===== ENTRIES SHOWN =====
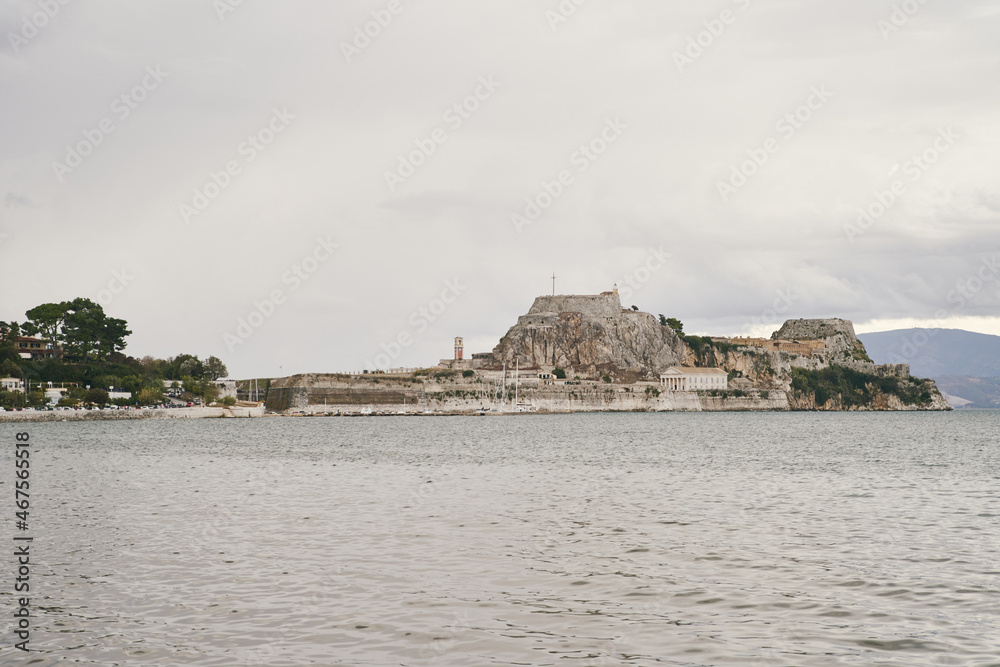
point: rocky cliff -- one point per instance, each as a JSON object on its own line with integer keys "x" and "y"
{"x": 592, "y": 336}
{"x": 589, "y": 335}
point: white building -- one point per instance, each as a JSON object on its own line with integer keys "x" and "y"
{"x": 690, "y": 378}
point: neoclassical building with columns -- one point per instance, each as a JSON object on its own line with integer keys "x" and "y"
{"x": 691, "y": 378}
=====
PROBLEM TO WORK ON: Scale the rows above: restate every line, requests included, with each x and y coordinate in the answers multiplied by 1.4 and rounded to the nearest whole number, halves rounding up. Omit the pictures from your output.

FINISHED ANSWER:
point: rocky cliff -- one point per instance, each as a JSON object on its own line with integer keys "x" and "y"
{"x": 829, "y": 470}
{"x": 825, "y": 469}
point: white building -- one point per instance, each as a JSON object on its own line with integer keys "x" and "y"
{"x": 966, "y": 529}
point: neoclassical building with columns -- one point per instance, each as a JSON object on its own line with integer keys "x" and "y"
{"x": 967, "y": 529}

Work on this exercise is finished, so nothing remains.